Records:
---+---

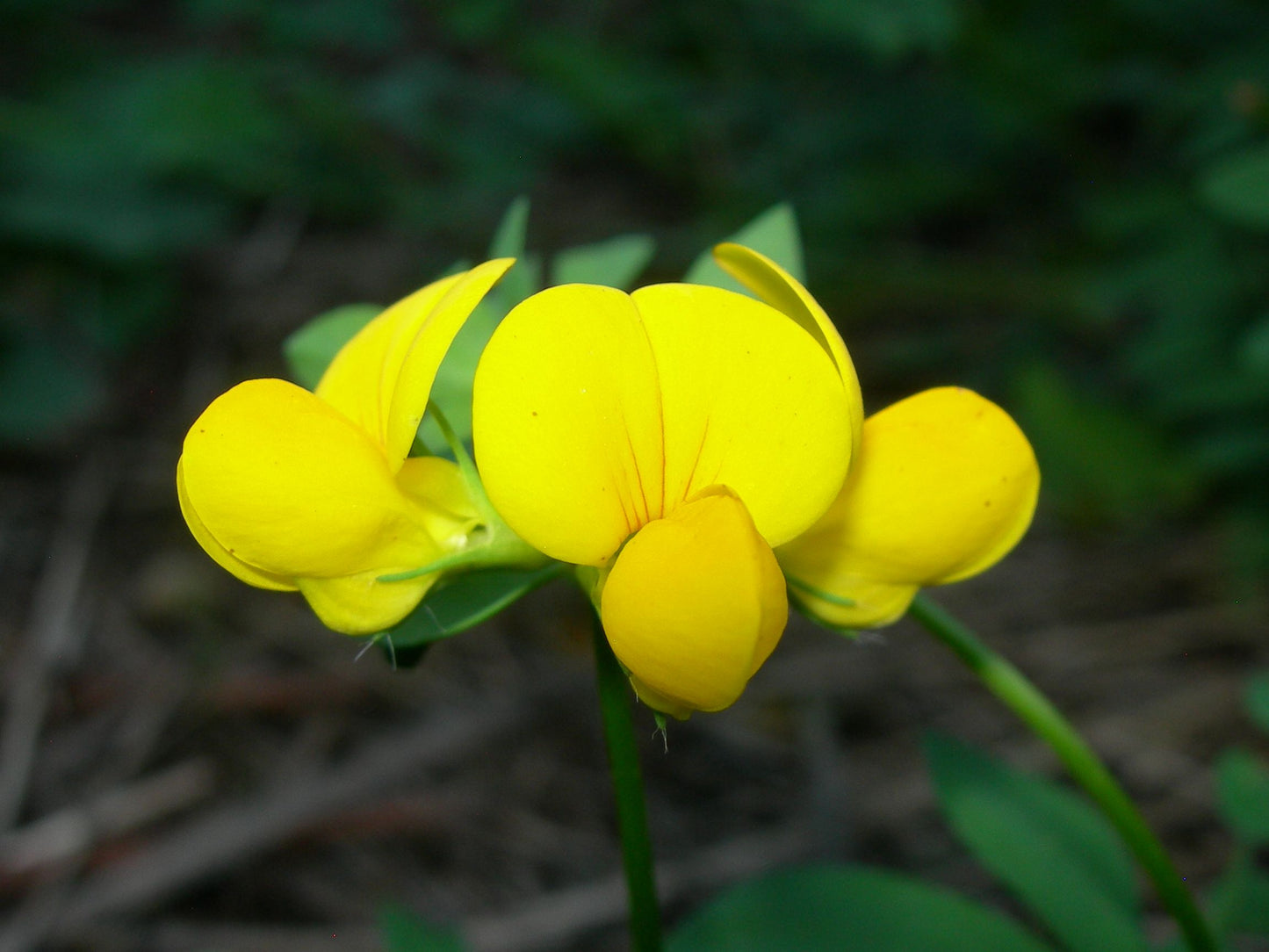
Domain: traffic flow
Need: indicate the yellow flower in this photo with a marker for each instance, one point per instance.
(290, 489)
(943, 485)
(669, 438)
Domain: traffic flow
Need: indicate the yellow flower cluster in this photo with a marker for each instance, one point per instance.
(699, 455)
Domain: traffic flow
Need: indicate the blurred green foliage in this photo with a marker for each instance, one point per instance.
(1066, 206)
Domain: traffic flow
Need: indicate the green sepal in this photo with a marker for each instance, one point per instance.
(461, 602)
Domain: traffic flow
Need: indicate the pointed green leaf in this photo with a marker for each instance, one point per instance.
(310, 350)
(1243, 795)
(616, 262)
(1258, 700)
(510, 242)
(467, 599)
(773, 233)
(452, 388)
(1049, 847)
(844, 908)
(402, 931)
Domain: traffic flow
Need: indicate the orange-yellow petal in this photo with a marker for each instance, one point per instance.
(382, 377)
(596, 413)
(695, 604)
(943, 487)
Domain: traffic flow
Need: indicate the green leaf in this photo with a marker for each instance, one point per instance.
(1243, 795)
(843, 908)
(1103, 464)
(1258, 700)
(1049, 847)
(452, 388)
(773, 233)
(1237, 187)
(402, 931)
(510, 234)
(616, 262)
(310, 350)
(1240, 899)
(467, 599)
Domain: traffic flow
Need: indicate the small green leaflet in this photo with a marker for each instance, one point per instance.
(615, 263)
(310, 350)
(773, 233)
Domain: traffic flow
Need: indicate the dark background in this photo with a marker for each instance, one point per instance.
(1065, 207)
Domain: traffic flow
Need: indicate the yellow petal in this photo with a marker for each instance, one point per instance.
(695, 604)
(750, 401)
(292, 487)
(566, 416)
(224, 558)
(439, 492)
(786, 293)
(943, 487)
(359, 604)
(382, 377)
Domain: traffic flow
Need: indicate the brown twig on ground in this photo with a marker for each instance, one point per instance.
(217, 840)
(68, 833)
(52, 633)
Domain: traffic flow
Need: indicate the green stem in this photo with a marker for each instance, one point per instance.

---+---

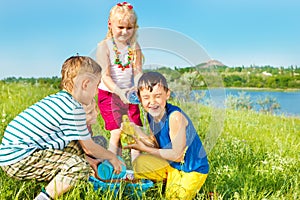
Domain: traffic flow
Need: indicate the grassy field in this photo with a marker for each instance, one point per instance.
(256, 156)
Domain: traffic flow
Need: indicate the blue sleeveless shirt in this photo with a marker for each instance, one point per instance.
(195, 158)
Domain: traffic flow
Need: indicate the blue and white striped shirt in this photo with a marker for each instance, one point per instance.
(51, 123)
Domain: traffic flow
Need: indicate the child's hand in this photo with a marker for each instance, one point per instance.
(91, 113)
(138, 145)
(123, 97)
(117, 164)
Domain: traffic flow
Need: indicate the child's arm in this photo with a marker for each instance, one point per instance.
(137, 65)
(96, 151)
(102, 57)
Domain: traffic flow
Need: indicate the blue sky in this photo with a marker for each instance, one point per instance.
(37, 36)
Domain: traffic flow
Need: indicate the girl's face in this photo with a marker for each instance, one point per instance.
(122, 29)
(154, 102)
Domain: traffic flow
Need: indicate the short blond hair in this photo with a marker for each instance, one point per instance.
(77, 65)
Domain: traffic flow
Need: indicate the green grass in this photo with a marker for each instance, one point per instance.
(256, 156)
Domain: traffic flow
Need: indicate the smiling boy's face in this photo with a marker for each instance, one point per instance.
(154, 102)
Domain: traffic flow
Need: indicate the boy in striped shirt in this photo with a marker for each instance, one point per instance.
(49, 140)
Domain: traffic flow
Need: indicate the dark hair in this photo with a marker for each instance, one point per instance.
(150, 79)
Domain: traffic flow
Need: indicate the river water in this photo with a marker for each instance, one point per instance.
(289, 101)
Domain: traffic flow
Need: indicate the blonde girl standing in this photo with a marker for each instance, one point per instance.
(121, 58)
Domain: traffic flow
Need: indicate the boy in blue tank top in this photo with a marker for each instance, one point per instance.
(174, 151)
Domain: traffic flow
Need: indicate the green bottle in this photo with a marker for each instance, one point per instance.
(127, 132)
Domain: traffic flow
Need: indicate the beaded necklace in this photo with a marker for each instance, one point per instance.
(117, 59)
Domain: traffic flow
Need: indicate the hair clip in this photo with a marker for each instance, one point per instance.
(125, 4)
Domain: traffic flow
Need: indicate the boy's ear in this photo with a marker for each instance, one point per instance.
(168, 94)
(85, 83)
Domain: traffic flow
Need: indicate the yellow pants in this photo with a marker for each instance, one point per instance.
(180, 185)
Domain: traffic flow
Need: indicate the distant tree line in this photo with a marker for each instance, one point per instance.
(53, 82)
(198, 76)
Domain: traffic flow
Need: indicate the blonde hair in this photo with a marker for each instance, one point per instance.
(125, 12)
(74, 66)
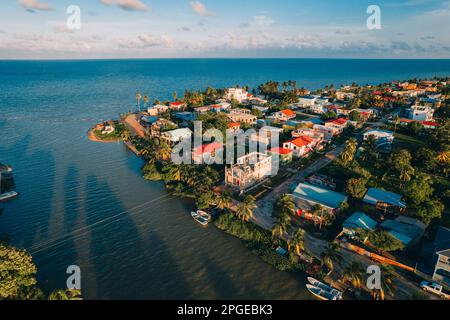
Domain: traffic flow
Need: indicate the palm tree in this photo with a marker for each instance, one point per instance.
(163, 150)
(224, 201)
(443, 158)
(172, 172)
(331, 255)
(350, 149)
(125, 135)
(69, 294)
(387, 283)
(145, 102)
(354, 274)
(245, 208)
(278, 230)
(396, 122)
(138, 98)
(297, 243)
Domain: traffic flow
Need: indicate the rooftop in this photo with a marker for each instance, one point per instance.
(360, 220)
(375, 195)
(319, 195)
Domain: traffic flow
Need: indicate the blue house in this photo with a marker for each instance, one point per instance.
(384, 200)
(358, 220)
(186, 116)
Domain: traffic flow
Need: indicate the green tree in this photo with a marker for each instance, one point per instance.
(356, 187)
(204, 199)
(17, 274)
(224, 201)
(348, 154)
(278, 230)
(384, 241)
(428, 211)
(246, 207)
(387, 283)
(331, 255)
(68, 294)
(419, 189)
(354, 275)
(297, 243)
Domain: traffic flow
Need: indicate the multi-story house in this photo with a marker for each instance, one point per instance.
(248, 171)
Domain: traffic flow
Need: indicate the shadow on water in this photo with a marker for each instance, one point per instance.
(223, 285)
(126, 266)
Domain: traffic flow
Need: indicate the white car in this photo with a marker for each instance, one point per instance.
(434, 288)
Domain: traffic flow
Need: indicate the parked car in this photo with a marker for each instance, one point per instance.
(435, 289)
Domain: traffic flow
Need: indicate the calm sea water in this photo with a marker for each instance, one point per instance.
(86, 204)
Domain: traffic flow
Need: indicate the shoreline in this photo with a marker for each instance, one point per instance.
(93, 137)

---+---

» **INSTRUCTIONS FOR THE TASK**
Pick out every line of the items above that contains the word "petal" and copy each one. Case counts.

» **CORRECT RESULT**
Need: indicate the orange-yellow petal in this photo with a marker for each instance, one point per instance.
Need: indicate the yellow petal in this photo with a marker for each instance, one point per instance.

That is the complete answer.